__What needs to be done__
Lines from the one containing "In the photo below, where can the wristband" through the last line of the material below: print these exactly, and only these.

Data for this task below:

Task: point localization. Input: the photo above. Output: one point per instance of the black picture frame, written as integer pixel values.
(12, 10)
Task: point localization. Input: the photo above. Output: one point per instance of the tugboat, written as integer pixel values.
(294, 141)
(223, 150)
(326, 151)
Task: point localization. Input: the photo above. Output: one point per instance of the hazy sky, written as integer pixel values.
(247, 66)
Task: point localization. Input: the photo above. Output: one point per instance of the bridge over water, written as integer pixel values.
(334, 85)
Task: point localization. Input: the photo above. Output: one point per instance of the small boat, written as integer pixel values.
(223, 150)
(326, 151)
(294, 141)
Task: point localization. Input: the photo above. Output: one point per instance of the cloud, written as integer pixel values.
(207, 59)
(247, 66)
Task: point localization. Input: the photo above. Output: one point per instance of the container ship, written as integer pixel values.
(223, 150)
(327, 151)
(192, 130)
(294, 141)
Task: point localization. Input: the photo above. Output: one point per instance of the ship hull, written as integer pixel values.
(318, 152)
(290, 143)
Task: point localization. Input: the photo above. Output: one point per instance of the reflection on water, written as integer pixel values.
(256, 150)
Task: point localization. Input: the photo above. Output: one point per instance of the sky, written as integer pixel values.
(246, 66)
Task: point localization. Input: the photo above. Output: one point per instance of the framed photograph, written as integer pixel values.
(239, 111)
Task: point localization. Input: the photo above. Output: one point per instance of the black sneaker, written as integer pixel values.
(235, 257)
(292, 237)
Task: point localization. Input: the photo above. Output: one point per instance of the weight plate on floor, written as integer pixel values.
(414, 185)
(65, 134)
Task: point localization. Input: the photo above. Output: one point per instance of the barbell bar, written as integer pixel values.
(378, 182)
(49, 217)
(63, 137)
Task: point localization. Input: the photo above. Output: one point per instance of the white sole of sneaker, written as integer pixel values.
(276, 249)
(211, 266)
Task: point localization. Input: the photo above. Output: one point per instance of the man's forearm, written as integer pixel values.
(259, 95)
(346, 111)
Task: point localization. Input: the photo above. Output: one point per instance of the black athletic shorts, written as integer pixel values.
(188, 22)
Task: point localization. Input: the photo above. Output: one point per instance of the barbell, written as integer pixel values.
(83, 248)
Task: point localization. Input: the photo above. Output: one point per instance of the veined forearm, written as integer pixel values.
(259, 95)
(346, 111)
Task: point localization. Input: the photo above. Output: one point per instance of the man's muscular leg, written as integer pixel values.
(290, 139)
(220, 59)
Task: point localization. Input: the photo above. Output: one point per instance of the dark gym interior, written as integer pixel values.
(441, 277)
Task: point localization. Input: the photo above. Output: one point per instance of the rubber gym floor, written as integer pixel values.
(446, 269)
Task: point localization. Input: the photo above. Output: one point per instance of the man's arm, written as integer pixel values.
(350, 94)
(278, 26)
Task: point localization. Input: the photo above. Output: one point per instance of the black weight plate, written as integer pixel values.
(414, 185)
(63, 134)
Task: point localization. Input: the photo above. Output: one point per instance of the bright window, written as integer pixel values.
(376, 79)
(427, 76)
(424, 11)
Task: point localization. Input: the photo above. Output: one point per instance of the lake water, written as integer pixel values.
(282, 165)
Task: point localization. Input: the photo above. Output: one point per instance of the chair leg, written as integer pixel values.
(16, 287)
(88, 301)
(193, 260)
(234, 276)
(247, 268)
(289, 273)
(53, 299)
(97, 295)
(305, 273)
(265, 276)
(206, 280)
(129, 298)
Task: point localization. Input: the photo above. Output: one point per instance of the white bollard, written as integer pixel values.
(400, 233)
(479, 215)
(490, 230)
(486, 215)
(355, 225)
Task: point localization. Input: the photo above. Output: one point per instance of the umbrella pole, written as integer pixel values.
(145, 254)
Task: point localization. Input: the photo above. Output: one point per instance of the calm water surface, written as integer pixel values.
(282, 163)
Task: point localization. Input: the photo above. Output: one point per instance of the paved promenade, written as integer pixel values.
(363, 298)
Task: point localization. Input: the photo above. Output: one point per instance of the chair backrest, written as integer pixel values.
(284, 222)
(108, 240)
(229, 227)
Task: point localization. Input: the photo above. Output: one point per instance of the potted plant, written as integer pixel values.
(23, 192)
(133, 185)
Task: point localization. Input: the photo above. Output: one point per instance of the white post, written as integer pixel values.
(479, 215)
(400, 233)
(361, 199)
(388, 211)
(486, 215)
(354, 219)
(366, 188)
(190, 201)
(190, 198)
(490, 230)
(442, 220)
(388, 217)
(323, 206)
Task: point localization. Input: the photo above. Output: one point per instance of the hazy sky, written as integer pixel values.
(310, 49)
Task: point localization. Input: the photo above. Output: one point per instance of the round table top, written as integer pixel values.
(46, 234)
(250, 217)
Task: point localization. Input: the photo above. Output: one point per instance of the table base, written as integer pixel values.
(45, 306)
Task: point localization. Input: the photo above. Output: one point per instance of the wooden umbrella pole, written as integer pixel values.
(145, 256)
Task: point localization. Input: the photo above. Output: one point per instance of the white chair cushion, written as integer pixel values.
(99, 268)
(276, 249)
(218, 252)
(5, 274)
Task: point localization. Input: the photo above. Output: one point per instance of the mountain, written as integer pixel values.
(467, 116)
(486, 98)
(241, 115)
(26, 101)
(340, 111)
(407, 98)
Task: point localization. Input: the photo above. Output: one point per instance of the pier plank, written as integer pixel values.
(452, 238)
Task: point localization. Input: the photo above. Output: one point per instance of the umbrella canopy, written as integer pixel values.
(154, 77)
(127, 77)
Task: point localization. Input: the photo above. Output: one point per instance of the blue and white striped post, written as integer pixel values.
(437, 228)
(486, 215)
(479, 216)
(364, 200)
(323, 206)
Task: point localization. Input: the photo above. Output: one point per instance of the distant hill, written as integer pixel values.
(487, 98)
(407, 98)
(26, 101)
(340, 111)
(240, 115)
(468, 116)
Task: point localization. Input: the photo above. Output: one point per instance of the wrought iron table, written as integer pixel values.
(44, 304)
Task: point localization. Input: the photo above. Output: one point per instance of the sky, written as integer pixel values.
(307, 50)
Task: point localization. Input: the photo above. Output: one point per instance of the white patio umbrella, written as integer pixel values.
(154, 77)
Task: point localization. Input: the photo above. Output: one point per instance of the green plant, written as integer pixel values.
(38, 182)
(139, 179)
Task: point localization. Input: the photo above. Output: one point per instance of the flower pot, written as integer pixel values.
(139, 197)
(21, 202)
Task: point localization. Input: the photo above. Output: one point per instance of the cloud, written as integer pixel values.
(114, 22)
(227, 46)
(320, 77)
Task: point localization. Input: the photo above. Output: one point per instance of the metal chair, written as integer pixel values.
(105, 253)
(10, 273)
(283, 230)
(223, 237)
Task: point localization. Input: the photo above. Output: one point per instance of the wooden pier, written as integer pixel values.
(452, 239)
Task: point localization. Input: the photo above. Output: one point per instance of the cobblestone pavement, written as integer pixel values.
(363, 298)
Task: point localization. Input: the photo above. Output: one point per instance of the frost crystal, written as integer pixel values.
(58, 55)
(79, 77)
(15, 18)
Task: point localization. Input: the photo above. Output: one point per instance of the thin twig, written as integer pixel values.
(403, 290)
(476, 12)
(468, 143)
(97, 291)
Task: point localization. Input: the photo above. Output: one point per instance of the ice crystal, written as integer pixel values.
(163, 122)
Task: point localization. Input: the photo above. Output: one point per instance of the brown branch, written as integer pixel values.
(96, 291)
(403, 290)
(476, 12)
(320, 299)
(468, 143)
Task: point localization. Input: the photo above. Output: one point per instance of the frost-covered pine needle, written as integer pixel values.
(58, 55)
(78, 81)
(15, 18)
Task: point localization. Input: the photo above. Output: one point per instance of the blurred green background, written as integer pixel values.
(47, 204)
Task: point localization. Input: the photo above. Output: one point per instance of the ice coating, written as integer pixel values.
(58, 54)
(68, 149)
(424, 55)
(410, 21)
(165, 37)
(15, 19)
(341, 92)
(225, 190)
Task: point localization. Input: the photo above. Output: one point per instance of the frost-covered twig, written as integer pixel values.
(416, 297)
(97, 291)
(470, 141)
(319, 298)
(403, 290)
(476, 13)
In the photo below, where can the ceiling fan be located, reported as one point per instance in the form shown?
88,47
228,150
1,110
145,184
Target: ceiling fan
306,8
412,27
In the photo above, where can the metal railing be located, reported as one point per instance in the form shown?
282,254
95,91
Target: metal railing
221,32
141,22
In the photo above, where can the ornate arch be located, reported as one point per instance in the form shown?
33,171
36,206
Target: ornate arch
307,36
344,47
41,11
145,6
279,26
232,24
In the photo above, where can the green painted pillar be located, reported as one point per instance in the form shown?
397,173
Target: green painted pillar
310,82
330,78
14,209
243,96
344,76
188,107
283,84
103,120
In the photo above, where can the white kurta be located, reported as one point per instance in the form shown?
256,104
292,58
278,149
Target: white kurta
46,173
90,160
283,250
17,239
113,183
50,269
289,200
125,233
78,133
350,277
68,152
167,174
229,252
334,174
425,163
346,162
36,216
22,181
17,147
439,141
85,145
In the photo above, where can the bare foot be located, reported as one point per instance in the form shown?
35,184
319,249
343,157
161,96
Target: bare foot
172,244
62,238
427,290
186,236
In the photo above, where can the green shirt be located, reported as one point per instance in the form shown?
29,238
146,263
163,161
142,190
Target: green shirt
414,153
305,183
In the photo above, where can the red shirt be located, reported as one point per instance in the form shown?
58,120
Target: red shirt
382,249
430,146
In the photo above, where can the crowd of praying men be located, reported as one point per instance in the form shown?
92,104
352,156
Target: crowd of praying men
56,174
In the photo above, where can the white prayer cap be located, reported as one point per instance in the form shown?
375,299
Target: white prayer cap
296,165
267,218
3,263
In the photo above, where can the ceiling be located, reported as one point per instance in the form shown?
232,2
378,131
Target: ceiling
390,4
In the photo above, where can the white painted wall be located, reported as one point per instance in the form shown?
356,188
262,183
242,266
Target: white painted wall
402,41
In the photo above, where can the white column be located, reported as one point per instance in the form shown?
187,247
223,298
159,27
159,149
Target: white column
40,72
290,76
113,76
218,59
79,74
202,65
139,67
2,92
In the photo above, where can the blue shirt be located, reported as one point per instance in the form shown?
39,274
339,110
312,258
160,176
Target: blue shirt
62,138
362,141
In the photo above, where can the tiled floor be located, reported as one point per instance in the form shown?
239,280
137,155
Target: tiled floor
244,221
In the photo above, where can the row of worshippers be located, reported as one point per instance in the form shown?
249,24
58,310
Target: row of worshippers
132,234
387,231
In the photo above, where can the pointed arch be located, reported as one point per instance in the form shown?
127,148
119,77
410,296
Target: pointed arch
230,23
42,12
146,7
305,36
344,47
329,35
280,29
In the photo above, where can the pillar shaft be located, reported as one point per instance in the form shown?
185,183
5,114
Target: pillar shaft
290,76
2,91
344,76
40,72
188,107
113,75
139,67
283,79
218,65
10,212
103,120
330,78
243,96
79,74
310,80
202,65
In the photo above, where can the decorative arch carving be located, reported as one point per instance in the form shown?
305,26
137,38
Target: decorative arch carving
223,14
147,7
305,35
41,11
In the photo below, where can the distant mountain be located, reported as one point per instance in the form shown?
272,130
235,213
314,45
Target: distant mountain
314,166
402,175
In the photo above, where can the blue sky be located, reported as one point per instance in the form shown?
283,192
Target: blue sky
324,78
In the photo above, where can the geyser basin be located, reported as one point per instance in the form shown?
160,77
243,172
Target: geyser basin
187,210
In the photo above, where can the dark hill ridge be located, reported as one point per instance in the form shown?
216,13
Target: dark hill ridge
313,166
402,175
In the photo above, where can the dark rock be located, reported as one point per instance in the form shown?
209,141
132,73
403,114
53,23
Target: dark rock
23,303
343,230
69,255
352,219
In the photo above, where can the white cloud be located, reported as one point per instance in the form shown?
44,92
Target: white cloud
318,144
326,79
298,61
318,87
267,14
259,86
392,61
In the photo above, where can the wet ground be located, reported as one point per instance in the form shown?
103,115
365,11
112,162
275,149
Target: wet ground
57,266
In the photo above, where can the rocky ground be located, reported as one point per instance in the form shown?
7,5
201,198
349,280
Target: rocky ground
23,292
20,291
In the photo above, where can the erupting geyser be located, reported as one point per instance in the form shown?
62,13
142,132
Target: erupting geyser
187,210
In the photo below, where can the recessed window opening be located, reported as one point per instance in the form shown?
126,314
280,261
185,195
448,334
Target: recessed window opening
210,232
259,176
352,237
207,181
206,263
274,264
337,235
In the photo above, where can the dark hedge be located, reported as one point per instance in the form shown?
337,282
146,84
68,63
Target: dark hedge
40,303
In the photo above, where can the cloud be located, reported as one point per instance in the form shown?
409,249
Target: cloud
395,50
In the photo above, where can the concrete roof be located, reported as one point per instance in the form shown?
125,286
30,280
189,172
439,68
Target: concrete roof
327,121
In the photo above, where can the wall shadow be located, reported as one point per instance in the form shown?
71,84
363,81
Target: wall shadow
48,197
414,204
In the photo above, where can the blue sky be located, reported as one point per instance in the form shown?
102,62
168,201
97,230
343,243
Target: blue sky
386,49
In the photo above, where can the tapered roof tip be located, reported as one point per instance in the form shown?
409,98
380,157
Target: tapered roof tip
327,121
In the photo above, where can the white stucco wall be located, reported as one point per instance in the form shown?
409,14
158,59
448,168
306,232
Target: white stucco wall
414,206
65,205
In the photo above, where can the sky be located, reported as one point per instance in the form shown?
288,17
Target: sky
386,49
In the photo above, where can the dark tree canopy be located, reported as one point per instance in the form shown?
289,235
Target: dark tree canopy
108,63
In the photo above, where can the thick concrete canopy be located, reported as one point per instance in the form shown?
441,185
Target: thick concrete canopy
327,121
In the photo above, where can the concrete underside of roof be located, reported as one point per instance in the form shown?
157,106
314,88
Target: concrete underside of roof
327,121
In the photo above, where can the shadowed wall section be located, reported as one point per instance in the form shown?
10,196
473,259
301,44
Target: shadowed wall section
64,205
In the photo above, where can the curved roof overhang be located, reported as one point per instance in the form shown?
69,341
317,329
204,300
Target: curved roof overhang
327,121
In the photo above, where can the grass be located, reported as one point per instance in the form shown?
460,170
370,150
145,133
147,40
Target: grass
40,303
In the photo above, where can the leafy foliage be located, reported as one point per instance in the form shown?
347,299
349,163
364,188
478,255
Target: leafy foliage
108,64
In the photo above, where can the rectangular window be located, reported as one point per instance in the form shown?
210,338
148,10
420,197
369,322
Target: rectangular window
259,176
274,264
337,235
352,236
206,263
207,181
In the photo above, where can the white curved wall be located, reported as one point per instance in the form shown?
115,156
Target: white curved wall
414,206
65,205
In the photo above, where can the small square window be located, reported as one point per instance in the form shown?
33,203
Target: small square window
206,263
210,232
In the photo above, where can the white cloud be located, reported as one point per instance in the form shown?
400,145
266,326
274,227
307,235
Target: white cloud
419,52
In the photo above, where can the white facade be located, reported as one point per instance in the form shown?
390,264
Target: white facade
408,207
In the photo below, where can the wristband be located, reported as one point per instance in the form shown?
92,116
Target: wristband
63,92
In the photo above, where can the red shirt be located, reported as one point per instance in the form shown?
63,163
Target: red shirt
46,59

End of Data for this task.

__Response__
In the photo below, where can the wristband be located, reported as one point per instance in the form shown?
92,116
Target: wristband
63,92
In the photo above, where can the red shirt be located, reported as one point per instance in the form shown?
63,163
Target: red shirt
46,59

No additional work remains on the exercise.